*読解用本文*.
説明

ナノファイバ製造装置、および、ナノファイバ製造装置のメンテナンス方法

【課題】電線に煩わされずに流出体のメンテナンス作業が可能なナノファイバ製造装置の提供。
【解決手段】ナノファイバ製造装置100の構造的な基礎となる基礎体101と、基礎体101に対し着脱可能に取り付けられる流出体115と、流出体115と所定の間隔を隔てて配置される帯電電極121と、流出体115と帯電電極121との間に所定の電圧を印加する帯電電源122と、基礎体101に取り付けられ、流出体115が基礎体101に対して取り付けられた状態で流出体115と電気的に接続される供給電極102と、流出体115と帯電電極121との間に所定の電圧を印加するため、供給電極102に電気的に接続される電線103とを備える。

【発明の詳細な説明】
【技術分野】
【0001】
本願発明は、静電延伸現象によりサブミクロンオーダーの細さである繊維(ナノファイバ)を製造するナノファイバ製造装置、ナノファイバ製造装置のメンテナンス方法に関する。
【背景技術】
【0002】
樹脂などから成り、サブミクロンスケールやナノスケールの直径を有するナノファイバと称される糸状(繊維状)物質を製造する方法として、静電延伸現象(エレクトロスピニング)を用いた方法が知られている。
【0003】
この静電延伸現象とは、溶媒中に樹脂などの溶質を分散または溶解させた原料液を空間中にノズルなどにより流出(噴射)させるとともに、原料液に電荷を付与して帯電させ、空間を飛行中の原料液を電気的に延伸させることにより、ナノファイバを得る方法である。
【0004】
より具体的に静電延伸現象を説明すると次のようになる。すなわち、帯電され空間中に流出された原料液は、空間を飛行中に徐々に溶媒が蒸発していく。これにより、飛行中の原料液の体積は、徐々に減少していくが、原料液に付与された電荷は、原料液に留まる。この結果として、空間を飛行中の原料液は、電荷密度が徐々に上昇することとなる。そして、溶媒は、継続して蒸発し続けるため、原料液の電荷密度がさらに高まり、原料液の中に発生する反発方向のクーロン力が原料液の表面張力より勝った時点で原料液が爆発的に線状に延伸される現象が生じる。これが静電延伸現象である。この静電延伸現象が、空間において次々と幾何級数的に発生することで、直径がサブミクロンからナノオーダーの樹脂から成るナノファイバが製造される。

*指示*.
1. 次の(a)〜(c)がナノファイバ製造装置の文章の内容に合うかどうかを、はいかいいえで答える。それぞれ、判断の決め手となる本文の語句をそのまま引用する。(a) 流出体は基礎体に対して着脱可能に取り付けられる。(b) 空間を飛行中の原料液では、溶媒の蒸発とともに電荷も失われていく。(c) 電線は帯電電極に電気的に接続される。
2. ナノファイバ製造装置の文章を、最後の一文の後から書き継ぐ。

*記録データ*.
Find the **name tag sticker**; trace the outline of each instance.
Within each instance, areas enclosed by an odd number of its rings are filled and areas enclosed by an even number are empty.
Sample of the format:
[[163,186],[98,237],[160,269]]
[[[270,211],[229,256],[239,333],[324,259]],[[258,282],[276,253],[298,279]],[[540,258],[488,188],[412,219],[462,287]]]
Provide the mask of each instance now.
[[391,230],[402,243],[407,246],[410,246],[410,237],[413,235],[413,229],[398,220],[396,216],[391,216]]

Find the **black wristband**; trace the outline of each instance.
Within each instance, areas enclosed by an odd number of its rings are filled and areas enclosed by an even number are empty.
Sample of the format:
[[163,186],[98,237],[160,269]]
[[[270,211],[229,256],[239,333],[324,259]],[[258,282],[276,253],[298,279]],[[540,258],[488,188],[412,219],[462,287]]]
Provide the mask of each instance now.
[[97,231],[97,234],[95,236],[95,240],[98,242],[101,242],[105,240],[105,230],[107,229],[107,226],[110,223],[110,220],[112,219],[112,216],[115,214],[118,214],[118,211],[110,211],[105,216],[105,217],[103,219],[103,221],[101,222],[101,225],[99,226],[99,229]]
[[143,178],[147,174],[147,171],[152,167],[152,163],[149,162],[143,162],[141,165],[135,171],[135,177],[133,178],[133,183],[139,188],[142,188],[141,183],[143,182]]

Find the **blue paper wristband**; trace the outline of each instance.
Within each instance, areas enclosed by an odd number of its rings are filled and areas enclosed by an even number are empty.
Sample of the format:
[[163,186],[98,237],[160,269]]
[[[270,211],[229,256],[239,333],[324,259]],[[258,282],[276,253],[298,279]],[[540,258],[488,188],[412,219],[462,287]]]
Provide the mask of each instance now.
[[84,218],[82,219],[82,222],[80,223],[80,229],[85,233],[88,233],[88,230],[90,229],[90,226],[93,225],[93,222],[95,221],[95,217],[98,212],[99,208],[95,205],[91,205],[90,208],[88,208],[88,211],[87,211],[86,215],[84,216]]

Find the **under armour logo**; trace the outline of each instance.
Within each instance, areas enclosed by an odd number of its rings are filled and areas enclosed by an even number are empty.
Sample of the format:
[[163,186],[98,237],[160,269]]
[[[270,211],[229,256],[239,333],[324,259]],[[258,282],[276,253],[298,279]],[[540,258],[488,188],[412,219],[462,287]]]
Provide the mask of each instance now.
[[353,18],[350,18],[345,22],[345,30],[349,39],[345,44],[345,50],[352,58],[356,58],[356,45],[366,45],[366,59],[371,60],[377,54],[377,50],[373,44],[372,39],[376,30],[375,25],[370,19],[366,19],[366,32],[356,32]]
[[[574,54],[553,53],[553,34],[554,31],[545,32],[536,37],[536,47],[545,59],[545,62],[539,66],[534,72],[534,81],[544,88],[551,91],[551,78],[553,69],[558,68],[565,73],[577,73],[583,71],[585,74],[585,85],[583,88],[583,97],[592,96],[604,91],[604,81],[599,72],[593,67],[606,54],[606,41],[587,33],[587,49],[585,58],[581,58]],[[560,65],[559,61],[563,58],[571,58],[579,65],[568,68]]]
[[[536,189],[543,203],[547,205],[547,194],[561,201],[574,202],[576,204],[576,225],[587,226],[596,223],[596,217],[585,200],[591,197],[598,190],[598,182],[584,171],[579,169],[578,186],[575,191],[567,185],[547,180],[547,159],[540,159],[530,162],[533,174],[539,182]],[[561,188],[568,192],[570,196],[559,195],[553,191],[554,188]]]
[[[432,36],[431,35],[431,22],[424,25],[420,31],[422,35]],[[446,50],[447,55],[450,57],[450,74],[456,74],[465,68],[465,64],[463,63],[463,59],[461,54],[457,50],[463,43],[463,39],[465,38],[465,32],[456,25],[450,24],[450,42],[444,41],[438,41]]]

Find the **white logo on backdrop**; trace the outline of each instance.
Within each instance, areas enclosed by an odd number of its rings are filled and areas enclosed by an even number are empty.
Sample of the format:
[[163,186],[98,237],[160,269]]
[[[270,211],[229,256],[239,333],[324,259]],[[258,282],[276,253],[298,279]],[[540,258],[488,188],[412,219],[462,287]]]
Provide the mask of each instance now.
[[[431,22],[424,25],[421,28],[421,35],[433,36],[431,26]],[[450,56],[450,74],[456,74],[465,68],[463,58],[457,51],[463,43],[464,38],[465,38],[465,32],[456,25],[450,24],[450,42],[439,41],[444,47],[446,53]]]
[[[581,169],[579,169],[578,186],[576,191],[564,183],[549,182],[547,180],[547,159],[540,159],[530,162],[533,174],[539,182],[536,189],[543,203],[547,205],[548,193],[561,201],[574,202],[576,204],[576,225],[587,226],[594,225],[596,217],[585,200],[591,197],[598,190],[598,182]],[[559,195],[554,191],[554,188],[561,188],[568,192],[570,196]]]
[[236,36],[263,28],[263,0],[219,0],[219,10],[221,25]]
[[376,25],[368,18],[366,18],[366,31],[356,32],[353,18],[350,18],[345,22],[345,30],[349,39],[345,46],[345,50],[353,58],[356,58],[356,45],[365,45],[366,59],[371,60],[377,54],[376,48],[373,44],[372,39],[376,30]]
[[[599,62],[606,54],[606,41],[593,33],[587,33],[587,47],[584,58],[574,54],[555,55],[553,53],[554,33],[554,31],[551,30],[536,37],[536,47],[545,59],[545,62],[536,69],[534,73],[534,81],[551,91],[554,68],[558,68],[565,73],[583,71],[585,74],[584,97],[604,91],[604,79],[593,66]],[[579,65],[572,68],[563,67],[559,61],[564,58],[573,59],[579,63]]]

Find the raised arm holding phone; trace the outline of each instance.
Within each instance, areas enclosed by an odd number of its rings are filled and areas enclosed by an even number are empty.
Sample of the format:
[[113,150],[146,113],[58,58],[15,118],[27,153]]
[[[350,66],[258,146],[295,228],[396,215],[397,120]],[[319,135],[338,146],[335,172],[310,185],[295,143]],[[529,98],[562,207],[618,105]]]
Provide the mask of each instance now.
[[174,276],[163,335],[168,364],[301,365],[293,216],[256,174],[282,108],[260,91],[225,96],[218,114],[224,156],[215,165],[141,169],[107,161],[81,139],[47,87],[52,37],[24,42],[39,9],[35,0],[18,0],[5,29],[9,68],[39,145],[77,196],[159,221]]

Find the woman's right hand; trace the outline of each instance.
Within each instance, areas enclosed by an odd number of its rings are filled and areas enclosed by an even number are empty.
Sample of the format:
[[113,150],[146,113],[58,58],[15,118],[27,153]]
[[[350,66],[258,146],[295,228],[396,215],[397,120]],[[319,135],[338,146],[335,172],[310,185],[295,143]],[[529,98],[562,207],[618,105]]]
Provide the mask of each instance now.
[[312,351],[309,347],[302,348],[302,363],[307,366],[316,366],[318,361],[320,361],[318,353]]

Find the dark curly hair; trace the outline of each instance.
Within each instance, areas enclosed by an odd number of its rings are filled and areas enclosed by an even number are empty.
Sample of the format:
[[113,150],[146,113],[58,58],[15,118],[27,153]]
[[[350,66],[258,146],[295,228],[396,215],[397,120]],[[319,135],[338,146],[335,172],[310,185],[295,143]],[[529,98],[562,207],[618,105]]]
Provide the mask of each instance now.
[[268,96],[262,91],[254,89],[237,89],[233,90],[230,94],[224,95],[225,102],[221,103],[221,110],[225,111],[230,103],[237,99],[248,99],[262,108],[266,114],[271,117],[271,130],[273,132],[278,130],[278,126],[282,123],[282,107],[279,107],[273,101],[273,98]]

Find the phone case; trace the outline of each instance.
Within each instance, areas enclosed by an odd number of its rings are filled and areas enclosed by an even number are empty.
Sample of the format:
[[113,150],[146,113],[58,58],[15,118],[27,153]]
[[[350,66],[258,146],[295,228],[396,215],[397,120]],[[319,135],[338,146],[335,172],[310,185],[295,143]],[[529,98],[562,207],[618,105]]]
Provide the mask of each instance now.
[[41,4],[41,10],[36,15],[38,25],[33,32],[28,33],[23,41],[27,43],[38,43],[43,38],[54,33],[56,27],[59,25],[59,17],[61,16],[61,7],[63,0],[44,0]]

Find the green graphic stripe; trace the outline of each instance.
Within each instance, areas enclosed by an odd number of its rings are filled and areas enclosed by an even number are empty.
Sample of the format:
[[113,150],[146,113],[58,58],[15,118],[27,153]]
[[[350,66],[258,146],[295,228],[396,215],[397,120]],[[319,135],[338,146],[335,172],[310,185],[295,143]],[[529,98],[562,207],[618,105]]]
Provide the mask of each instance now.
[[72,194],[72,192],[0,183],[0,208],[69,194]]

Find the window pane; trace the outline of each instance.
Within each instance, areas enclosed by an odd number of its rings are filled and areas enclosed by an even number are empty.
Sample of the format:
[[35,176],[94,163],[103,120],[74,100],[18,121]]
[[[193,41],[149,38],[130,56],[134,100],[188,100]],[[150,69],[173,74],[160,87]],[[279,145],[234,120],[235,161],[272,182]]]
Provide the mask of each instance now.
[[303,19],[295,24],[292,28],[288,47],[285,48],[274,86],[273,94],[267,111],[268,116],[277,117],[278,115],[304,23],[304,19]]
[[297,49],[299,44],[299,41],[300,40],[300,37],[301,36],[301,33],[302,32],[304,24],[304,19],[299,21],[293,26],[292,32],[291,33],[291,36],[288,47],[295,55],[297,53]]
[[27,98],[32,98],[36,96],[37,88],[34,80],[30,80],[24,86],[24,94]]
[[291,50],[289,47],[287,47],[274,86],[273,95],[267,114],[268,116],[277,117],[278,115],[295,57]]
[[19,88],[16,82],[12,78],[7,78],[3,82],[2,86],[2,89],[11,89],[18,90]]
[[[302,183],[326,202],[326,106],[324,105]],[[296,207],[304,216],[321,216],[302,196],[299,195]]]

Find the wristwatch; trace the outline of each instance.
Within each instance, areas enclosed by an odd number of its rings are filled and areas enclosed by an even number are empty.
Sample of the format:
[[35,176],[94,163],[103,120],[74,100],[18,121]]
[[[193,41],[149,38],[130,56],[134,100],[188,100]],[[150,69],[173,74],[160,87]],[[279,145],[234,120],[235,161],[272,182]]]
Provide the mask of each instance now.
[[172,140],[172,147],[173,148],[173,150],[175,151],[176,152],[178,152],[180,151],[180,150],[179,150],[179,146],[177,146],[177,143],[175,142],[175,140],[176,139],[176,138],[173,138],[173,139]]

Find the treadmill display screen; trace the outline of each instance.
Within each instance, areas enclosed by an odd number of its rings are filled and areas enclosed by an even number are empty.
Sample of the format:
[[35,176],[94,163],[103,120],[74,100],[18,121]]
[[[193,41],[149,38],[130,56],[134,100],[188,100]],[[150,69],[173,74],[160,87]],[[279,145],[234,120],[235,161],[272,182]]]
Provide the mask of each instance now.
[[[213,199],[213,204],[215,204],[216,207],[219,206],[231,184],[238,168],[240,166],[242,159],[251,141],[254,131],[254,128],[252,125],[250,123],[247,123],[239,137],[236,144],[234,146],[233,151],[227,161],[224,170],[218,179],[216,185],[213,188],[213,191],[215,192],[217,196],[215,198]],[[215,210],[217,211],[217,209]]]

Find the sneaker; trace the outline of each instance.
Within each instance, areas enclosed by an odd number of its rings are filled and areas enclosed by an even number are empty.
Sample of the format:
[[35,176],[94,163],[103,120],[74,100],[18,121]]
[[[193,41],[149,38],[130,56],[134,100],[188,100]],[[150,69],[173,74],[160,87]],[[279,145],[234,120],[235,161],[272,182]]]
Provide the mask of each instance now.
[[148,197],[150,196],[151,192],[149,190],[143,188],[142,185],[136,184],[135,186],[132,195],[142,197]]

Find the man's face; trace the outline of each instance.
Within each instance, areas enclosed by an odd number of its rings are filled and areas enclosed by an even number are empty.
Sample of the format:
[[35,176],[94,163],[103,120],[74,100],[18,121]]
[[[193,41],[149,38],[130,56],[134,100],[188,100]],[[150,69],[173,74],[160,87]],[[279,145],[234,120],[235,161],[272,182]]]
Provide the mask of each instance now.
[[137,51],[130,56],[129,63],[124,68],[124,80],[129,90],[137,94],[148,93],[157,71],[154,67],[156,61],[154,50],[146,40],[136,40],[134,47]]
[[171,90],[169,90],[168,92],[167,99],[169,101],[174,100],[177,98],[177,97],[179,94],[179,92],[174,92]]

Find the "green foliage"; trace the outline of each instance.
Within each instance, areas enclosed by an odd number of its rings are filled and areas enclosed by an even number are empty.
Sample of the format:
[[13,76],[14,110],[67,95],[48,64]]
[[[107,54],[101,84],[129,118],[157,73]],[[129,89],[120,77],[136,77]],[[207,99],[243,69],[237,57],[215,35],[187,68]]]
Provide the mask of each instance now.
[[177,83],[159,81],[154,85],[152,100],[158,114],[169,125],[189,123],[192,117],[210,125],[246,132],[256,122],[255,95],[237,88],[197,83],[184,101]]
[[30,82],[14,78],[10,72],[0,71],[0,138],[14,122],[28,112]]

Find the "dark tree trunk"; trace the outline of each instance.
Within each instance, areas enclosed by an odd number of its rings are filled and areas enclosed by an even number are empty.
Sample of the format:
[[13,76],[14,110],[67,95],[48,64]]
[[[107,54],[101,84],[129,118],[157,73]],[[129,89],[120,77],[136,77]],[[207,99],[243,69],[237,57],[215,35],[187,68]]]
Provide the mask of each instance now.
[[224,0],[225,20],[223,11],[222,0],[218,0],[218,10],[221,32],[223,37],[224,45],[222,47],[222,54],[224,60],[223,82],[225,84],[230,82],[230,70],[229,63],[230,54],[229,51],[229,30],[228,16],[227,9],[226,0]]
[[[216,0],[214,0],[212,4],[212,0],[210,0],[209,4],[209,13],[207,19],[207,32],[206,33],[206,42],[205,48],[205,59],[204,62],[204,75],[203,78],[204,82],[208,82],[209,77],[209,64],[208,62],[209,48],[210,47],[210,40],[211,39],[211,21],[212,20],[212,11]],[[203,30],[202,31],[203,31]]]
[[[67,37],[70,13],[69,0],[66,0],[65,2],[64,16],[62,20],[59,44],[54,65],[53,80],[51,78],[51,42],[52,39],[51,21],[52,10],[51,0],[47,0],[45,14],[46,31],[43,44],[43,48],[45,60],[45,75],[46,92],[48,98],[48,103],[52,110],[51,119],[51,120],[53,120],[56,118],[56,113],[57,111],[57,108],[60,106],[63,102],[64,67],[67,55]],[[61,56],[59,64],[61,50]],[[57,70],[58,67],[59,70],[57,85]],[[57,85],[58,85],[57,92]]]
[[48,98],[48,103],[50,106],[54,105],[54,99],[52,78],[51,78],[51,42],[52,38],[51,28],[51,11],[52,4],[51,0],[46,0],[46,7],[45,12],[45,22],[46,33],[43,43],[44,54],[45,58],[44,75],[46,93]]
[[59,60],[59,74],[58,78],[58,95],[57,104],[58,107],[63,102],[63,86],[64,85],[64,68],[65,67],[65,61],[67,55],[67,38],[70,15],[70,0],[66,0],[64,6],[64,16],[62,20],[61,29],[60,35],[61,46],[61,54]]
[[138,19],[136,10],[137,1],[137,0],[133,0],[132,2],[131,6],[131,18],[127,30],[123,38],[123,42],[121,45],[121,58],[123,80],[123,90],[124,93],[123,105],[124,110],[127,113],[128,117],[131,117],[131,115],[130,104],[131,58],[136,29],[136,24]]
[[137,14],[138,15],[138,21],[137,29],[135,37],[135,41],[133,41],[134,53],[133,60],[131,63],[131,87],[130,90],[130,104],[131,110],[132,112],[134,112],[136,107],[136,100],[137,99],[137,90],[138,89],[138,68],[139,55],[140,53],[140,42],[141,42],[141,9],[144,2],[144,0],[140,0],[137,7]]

*解答*.
1.
(a) はい。「基礎体101に対し着脱可能に取り付けられる流出体115」
(b) いいえ。「原料液に付与された電荷は、原料液に留まる。」
(c) いいえ。「供給電極102に電気的に接続される電線103」

2.
【0005】
以上のような静電延伸現象を用いてナノファイバを製造する場合、特許文献1に記載の発明のように、マトリクス状に並べられた小径の孔から原料液を空間中に流出させた後、紐形状で空間中を飛翔する原料液に静電延伸現象を発生させてナノファイバを製造することが行われている。
【0006】
このようなナノファイバ製造装置により品質の高い(例えば直径が細い)ナノファイバを製造するために、流出体に設けられる流出孔の孔径を細くする場合がある。また、使用する原料液の粘度によっては、流出体から想定外に原料液が漏れるいわゆる液だれを抑止するため、流出孔の孔径を細くする場合がある。
【0007】
一方、原料液に含まれる溶質は、ナノファイバを構成する基材となる物質であるため、固化するものであり、当該溶質が流出孔を詰まらせることが多々ある。特に、ナノファイバの繊維径など品質を向上させるために流出孔の孔径が細くするほど、目詰まりが発生する可能性が高くなる。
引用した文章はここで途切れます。